— TO DO —
The records should be written out in full, with nothing altered.

────────────────────────────────────────

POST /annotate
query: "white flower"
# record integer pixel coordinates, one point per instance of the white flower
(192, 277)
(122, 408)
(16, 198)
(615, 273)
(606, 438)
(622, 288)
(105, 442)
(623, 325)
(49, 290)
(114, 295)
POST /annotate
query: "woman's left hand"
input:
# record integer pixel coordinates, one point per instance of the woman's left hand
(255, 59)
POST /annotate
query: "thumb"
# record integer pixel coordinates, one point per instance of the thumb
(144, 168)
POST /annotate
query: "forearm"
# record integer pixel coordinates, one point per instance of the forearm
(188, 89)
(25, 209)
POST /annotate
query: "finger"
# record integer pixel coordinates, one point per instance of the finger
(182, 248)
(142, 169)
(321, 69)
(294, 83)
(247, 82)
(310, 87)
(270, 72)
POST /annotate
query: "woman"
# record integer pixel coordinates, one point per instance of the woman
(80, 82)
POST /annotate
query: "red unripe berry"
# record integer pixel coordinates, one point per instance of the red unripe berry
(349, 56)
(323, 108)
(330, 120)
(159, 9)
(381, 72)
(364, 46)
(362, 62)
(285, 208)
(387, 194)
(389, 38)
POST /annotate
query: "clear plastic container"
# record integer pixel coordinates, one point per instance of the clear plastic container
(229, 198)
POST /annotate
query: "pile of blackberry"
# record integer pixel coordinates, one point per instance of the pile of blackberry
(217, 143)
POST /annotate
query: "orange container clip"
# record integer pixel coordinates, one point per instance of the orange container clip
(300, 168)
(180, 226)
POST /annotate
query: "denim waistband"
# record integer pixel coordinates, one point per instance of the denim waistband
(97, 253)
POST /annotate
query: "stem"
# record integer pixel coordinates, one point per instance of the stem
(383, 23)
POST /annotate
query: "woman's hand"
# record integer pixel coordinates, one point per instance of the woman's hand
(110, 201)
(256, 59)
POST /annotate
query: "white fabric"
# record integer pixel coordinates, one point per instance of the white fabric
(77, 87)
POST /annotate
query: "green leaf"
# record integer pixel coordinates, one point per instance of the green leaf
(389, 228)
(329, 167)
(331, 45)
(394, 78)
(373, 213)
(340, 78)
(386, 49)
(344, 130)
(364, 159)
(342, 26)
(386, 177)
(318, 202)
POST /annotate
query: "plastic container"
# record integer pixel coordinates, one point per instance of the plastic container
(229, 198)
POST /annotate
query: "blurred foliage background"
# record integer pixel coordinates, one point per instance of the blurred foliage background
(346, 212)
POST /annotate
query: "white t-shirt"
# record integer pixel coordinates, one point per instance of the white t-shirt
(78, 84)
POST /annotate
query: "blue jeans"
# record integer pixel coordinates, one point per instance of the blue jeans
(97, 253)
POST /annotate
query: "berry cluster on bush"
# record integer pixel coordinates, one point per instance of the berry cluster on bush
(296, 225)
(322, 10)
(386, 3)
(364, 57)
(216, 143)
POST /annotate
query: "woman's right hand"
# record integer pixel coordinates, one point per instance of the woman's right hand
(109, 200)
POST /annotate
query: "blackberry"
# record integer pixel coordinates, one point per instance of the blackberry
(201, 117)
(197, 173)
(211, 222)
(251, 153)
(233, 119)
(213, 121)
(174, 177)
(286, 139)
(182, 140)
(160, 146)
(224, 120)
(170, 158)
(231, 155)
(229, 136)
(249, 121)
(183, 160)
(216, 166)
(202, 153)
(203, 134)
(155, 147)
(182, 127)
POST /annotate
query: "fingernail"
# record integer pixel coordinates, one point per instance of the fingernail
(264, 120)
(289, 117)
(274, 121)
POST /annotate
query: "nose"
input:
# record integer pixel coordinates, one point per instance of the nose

────────────────────────────────────────

— RESPONSE TO THE EXERCISE —
POST /annotate
query: "white flower"
# record integer pixel coordinates, one point per instance of the white flower
(192, 277)
(122, 408)
(16, 198)
(615, 273)
(606, 438)
(622, 288)
(105, 442)
(623, 325)
(49, 290)
(114, 295)
POST /annotate
query: "woman's left hand"
input:
# record integer pixel coordinates, one point per instance of the woman's left hand
(255, 59)
POST /annotate
query: "thumb"
# record integer pixel coordinates, one point per instance of the thumb
(144, 168)
POST /annotate
query: "forearm"
# record integer pixel coordinates, one point per instance of the forearm
(188, 89)
(25, 209)
POST /annotate
query: "finger"
# record integer pixel coordinates, one point per instance of the finger
(182, 248)
(142, 169)
(321, 69)
(294, 83)
(247, 82)
(310, 87)
(270, 72)
POST /annotate
query: "woman"
# record integer pixel coordinates, one point per instance of the woman
(80, 82)
POST /annotate
query: "red unripe berry"
# record integer pixel coordinates, one point per instance of the red unripe berry
(349, 56)
(323, 108)
(330, 120)
(159, 9)
(381, 72)
(364, 46)
(362, 62)
(285, 208)
(387, 194)
(389, 38)
POST /annotate
query: "clear plastic container"
# record integer pixel coordinates, one point per instance of the clear plastic container
(229, 198)
POST /annotate
query: "pile of blackberry"
# record integer pixel coordinates, one point per instance of the pile of blackberry
(217, 143)
POST /annotate
query: "orange container clip"
# record integer pixel coordinates, one point per instance of the orange container clip
(300, 168)
(180, 226)
POST /annotate
query: "denim waistband"
# record integer pixel coordinates, one point per instance of the denim waistband
(97, 253)
POST /annotate
query: "stem"
# record integer pixel coordinates, one point per instance of the stem
(383, 23)
POST /annotate
query: "woman's hand"
# record integer pixel coordinates, one point per instance of the woman's hand
(110, 201)
(256, 59)
POST /annotate
query: "white fabric"
# record integer pixel coordinates, one point per instance of the white fabric
(77, 87)
POST /annotate
query: "green leaf"
# record integer pixel coordinates, one point per instance of the green leaf
(389, 228)
(329, 167)
(331, 45)
(394, 78)
(373, 213)
(340, 78)
(386, 49)
(344, 130)
(364, 159)
(342, 26)
(386, 177)
(318, 202)
POST /annotate
query: "plastic container"
# record integer pixel coordinates, one point per instance of the plastic container
(229, 198)
POST /annotate
query: "blurred foliage background"
# record integer pixel coordinates, one point per instance of the blurred foliage background
(346, 212)
POST /annotate
query: "white t-shirt"
# record integer pixel coordinates, one point per instance of the white t-shirt
(78, 84)
POST /annotate
query: "blue jeans"
# record integer pixel coordinates, one point per instance of the blue jeans
(97, 253)
POST /annotate
query: "berry cluster on bush"
# record integer pixel coordinates, one point per instance of the berry cluster on bush
(296, 225)
(322, 10)
(386, 3)
(364, 57)
(216, 143)
POST /annotate
query: "woman's right hand"
# record integer pixel coordinates, one point per instance of the woman's right hand
(109, 200)
POST /annotate
query: "blackberry"
# record integer pixel coordinates, one point per instance of the blackberry
(201, 117)
(197, 173)
(211, 222)
(251, 153)
(233, 119)
(213, 121)
(174, 177)
(286, 139)
(182, 140)
(160, 146)
(224, 120)
(170, 158)
(231, 155)
(229, 136)
(249, 121)
(183, 160)
(216, 166)
(202, 153)
(203, 134)
(155, 147)
(182, 127)
POST /annotate
query: "fingernail"
# record integer pixel coordinates, one point per instance of the fingernail
(264, 120)
(289, 117)
(274, 121)
POST /annotate
query: "nose"
input:
# record integer pixel coordinates, one point per instance of the nose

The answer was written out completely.